## Stored records
******
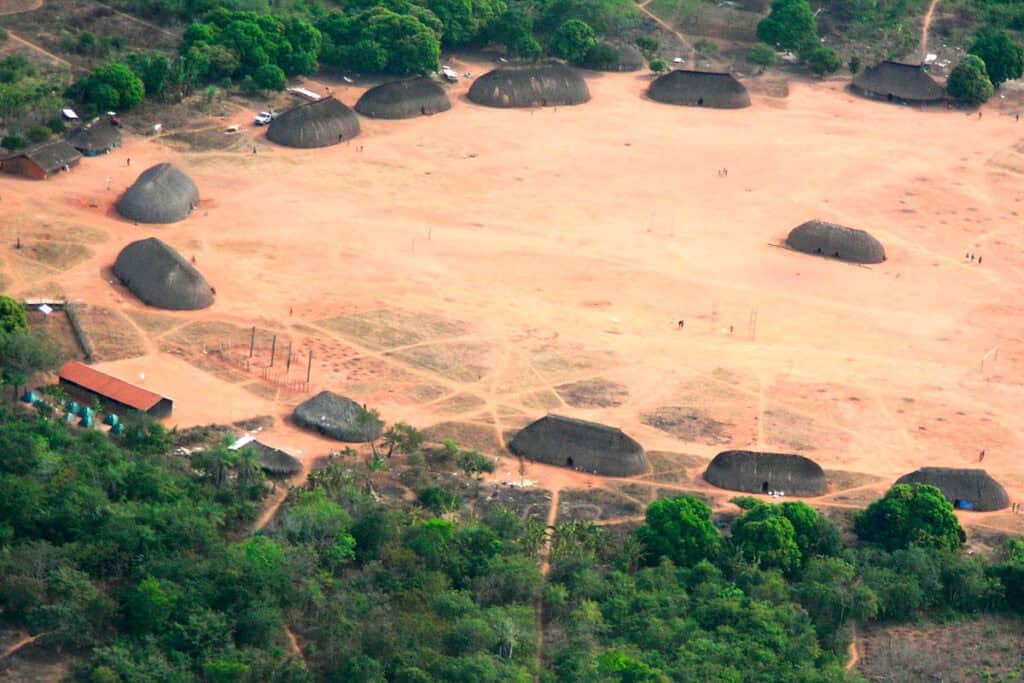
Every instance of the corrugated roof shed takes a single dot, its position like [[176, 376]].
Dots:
[[108, 386]]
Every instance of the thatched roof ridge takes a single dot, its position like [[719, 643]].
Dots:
[[162, 194], [160, 276], [697, 88], [846, 244], [898, 82], [588, 446], [403, 99], [972, 485], [540, 84], [337, 417], [757, 472], [317, 124]]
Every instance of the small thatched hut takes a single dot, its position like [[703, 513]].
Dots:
[[756, 472], [403, 99], [846, 244], [697, 88], [897, 82], [337, 417], [160, 276], [95, 138], [317, 124], [966, 488], [542, 84], [587, 446], [161, 195]]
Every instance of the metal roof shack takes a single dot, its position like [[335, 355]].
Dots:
[[86, 384]]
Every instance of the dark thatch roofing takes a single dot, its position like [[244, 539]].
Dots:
[[756, 472], [541, 84], [846, 244], [697, 88], [318, 124], [161, 195], [160, 276], [337, 417], [898, 82], [403, 99], [95, 138], [274, 461], [587, 446], [975, 486]]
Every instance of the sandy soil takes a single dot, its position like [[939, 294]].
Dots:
[[495, 255]]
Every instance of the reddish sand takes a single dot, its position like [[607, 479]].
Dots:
[[569, 241]]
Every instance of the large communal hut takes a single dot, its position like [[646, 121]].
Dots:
[[540, 84], [160, 276], [316, 124], [162, 194], [757, 472], [698, 88], [846, 244], [588, 446], [403, 99], [896, 82], [966, 488]]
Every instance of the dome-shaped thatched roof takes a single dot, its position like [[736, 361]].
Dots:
[[403, 99], [318, 124], [542, 84], [974, 486], [161, 195], [158, 275], [898, 82], [756, 472], [846, 244], [337, 417], [697, 88], [587, 446], [95, 138]]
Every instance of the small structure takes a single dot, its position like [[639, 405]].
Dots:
[[88, 384], [541, 84], [896, 82], [588, 446], [829, 240], [337, 417], [403, 99], [757, 472], [42, 161], [698, 88], [316, 124], [966, 488]]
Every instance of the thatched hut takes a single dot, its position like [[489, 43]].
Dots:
[[317, 124], [757, 472], [95, 138], [160, 276], [403, 99], [542, 84], [846, 244], [897, 82], [697, 88], [587, 446], [161, 195], [966, 488], [337, 417]]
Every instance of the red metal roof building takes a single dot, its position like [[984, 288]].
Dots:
[[87, 383]]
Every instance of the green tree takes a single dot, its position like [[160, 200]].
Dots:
[[680, 529], [969, 82], [790, 25], [910, 515], [572, 40], [1004, 57]]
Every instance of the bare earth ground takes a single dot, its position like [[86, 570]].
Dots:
[[481, 267]]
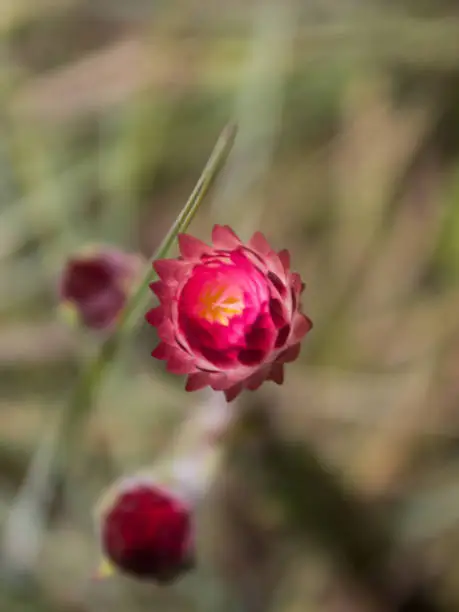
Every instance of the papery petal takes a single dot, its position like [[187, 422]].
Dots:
[[300, 326], [191, 247], [251, 357], [155, 316], [224, 238], [161, 290], [275, 265], [161, 351], [180, 364], [282, 336], [277, 312], [276, 373], [257, 379], [197, 381], [219, 382]]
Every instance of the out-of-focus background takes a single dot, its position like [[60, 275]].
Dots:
[[347, 154]]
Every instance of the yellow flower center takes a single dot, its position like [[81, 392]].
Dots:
[[217, 305]]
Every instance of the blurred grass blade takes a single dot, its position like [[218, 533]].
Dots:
[[34, 494]]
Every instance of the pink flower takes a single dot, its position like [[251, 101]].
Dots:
[[96, 283], [146, 531], [229, 315]]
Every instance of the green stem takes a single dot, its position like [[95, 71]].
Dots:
[[88, 386]]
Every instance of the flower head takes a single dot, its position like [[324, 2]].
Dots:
[[96, 283], [229, 314], [146, 530]]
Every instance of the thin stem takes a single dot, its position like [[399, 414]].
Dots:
[[87, 388]]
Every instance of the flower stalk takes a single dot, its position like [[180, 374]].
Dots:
[[90, 381]]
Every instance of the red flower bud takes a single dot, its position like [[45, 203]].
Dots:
[[147, 531], [96, 283], [230, 315]]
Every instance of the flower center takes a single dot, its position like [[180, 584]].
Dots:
[[218, 305]]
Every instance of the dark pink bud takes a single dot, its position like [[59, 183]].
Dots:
[[96, 283], [147, 532]]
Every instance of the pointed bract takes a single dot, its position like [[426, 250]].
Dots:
[[230, 315]]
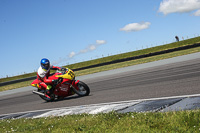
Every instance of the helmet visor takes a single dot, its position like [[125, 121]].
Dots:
[[45, 66]]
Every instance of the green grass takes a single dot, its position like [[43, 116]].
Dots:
[[180, 121]]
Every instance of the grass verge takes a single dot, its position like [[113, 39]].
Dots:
[[180, 121], [113, 66]]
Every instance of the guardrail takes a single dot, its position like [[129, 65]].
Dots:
[[112, 62]]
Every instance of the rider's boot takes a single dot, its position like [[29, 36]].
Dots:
[[49, 90]]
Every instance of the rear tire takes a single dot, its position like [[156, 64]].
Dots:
[[84, 90]]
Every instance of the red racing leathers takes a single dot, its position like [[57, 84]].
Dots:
[[42, 77]]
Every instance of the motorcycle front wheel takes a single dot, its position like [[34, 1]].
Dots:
[[45, 98], [84, 90]]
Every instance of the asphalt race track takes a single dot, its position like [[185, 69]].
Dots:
******
## EXERCISE TASK
Reproduce every line of the listing above without alteration, omitting the pictures.

## RESPONSE BELOW
Every instance of the corrugated roof shed takes a single dot, its position like [[176, 376]].
Dots:
[[108, 386]]
Every instance of the thatched roof ridge takes a single dot, its position like [[719, 643]].
Dots:
[[162, 194], [160, 276], [697, 88], [846, 244], [898, 82], [588, 446], [403, 99], [972, 485], [540, 84], [337, 417], [757, 472], [317, 124]]
Every instance of the small thatched hut takes a single dot, its position like [[703, 513]].
Dots:
[[756, 472], [403, 99], [846, 244], [697, 88], [897, 82], [337, 417], [160, 276], [95, 138], [317, 124], [966, 488], [542, 84], [587, 446], [161, 195]]
Every instance of the metal roof shack takes a single dot, its position like [[335, 355]].
Dots:
[[86, 384]]
Every instance of the dark thatch roofing takes a single dot, its position like [[244, 539]].
Dots:
[[756, 472], [541, 84], [846, 244], [697, 88], [318, 124], [161, 195], [160, 276], [337, 417], [898, 82], [403, 99], [95, 138], [274, 461], [587, 446], [975, 486]]
Every instance of the sandy soil takes a single dot, its position like [[939, 294]].
Dots:
[[495, 255]]
Every instance of the reddish sand takes a single dot, its position like [[607, 479]].
Dots:
[[569, 241]]
Every instance of the large communal hut takes a single dot, its position like [[646, 121]].
Dots:
[[540, 84], [160, 276], [316, 124], [162, 194], [757, 472], [698, 88], [846, 244], [588, 446], [403, 99], [896, 82], [966, 488]]
Every instance of the dome-shaped thatched roof takes a single dot, its position like [[736, 361]].
Dots:
[[403, 99], [318, 124], [542, 84], [974, 486], [161, 195], [158, 275], [898, 82], [756, 472], [846, 244], [337, 417], [697, 88], [587, 446], [95, 138]]
Every instance of the small structure takes a single dot, its position like [[639, 405]].
Dots:
[[88, 384], [541, 84], [896, 82], [588, 446], [829, 240], [337, 417], [403, 99], [757, 472], [42, 161], [698, 88], [316, 124], [966, 488]]
Every instance of the thatched hut takes a single dot, its position like [[489, 43]].
Dots:
[[317, 124], [757, 472], [95, 138], [160, 276], [403, 99], [542, 84], [846, 244], [897, 82], [697, 88], [587, 446], [161, 195], [966, 488], [337, 417]]
Every instance of the red metal roof building takes a single dot, its position like [[984, 288]].
Dots:
[[87, 383]]
Every instance of the green tree takes a single dot, its position like [[160, 200]].
Dots:
[[680, 529], [969, 82], [790, 25], [910, 515], [572, 40], [1004, 57]]
Every instance of the bare earth ground takes a single dot, its position like [[86, 570]].
Dots:
[[481, 267]]
Every instance of the papery petal takes a single dot, its position like [[187, 422]].
Dots:
[[300, 326], [191, 247], [251, 357], [155, 316], [224, 238], [161, 290], [275, 265], [161, 351], [180, 364], [282, 336], [277, 312], [276, 373], [257, 379], [197, 381], [219, 382]]
Every instance of the out-of-focus background takes a single dot, its position like [[60, 275]].
Dots:
[[347, 154]]
Every instance of the yellow flower center takes a single dot, its position like [[81, 392]].
Dots:
[[217, 305]]
Every instance of the blurred grass blade takes a single dot, its position like [[218, 533]].
Dots:
[[34, 494]]
Every instance of the pink flower takes a single dot, its position like [[251, 101]].
Dots:
[[96, 283], [146, 531], [229, 315]]
Every instance of the green stem takes a single dot, its position like [[95, 71]].
Dots:
[[88, 386]]
Every instance of the flower head takes a single dot, its position like [[324, 2]].
Dots:
[[96, 283], [229, 314], [146, 530]]
Every instance of the thin stem takes a single dot, its position like [[399, 414]].
Dots:
[[87, 388]]
Every instance of the flower stalk takes a single dot, its position like [[180, 374]].
Dots:
[[90, 381]]
Every instance of the red flower bud takes a single dot, its position like [[45, 203]].
Dots:
[[147, 531], [96, 283], [230, 315]]
Every instance of the flower center takes a single dot, its position like [[180, 584]].
Dots:
[[218, 305]]
Every instance of the dark pink bud takes a single dot, its position like [[59, 183]].
Dots:
[[96, 283], [147, 532]]
Every instance of the pointed bract takes a single dot, its position like [[426, 250]].
Dots:
[[230, 315]]
Every instance of the helmet visor takes a single dot, its position like [[125, 121]].
Dots:
[[45, 66]]
Every instance of the green grass takes a single dot, its position like [[43, 116]].
Dots:
[[180, 121]]
Every instance of the grass verge takes a single dot, its position like [[113, 39]].
Dots:
[[180, 121], [113, 66]]
Every instance of the guardrail takes a single dot, its position like [[129, 65]].
Dots:
[[112, 62]]
Every instance of the rider's boot takes a single dot, its position like [[29, 36]].
Dots:
[[49, 90]]
Every instance of the rear tire takes a single dot, its position like [[156, 64]].
Dots:
[[84, 90]]
Every instance of the red racing leathers takes a single dot, its position like [[57, 84]].
Dots:
[[42, 77]]
Every instance of the motorcycle front wheel takes a single dot, its position like [[34, 1]].
Dots:
[[45, 98], [84, 90]]
Every instance of the asphalt race track takes a single dot, its position like [[185, 69]].
Dots:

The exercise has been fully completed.